# Exercise details
Give back the entries verbatim.

[[ Listed records open ]]

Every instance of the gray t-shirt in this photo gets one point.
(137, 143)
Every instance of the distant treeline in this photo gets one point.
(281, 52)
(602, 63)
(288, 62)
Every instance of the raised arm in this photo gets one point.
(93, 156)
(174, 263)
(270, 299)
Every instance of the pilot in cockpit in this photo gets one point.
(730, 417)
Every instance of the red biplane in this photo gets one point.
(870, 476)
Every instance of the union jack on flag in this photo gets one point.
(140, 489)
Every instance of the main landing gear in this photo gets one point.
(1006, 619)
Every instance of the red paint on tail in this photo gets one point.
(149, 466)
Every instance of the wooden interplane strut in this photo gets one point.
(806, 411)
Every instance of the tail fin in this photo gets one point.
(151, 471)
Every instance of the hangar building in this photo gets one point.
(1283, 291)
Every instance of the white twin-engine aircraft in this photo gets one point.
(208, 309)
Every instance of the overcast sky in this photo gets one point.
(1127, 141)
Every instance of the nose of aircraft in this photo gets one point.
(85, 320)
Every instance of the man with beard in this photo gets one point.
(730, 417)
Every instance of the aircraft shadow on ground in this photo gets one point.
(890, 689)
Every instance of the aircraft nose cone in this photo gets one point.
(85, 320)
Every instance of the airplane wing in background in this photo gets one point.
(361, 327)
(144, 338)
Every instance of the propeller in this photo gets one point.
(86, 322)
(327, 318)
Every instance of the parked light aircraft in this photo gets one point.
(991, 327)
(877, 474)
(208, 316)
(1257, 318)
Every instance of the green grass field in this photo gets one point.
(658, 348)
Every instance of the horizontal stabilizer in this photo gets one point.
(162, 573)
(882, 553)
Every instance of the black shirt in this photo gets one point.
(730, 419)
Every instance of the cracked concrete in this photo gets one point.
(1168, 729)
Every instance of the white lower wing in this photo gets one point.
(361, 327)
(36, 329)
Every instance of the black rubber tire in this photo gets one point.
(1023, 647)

[[ Listed records closed ]]

# Result of the exercise
Every instance of the gray t-shirt in this photo gets one point.
(137, 143)
Every instance of the distant treeline in this photo gets one point.
(281, 52)
(602, 63)
(288, 62)
Every instance of the raised arm in this photo gets one point.
(93, 156)
(174, 263)
(270, 299)
Every instance of the pilot in cockpit in this photo gets one point.
(730, 417)
Every instance of the red biplane in this photo gets one point.
(870, 476)
Every instance of the union jack on flag in this photo gets one point.
(140, 489)
Every instance of the main landing gear in this photo gets one point.
(1006, 619)
Every instance of the red paint on tail in this photo gets one point.
(149, 466)
Every instance of the wooden interplane strut in this photo gets one point.
(806, 411)
Every instance of the tail fin in this photo gets one point.
(151, 471)
Every instance of the hangar building in this photo gets one point.
(1283, 291)
Every instance of the white twin-engine aircraft in this photo gets one point.
(208, 309)
Every instance of the overcast sky in this photo gets one point.
(1127, 141)
Every instance of the nose of aircraft in this photo gets one point.
(85, 320)
Every instance of the man with beard in this photo gets one point.
(730, 417)
Every instance of the aircraft shadow on ground in this photo gets one point.
(890, 689)
Every instance of the aircraft nose cone in this photo gets one point.
(85, 320)
Every instance of the airplane wing in background in this photo gets one point.
(361, 327)
(144, 338)
Every instance of the propeller in this photo gets one point.
(86, 322)
(327, 318)
Every instance of the parked light aircraft in this photo gets one point.
(991, 327)
(877, 474)
(208, 316)
(1257, 318)
Every instance of the green grass field in this photo gets one point.
(658, 348)
Every instance of the horizontal stabilizer in this photo gets one point.
(162, 573)
(882, 553)
Every instance of the black shirt in this photo gets one point.
(730, 419)
Every instance of the cracked concrete in this photo gets one point.
(1168, 729)
Every instance of the white lower wing in this photo gets one point.
(361, 327)
(36, 329)
Every instance of the black rubber tire in this photo gets one point.
(1023, 647)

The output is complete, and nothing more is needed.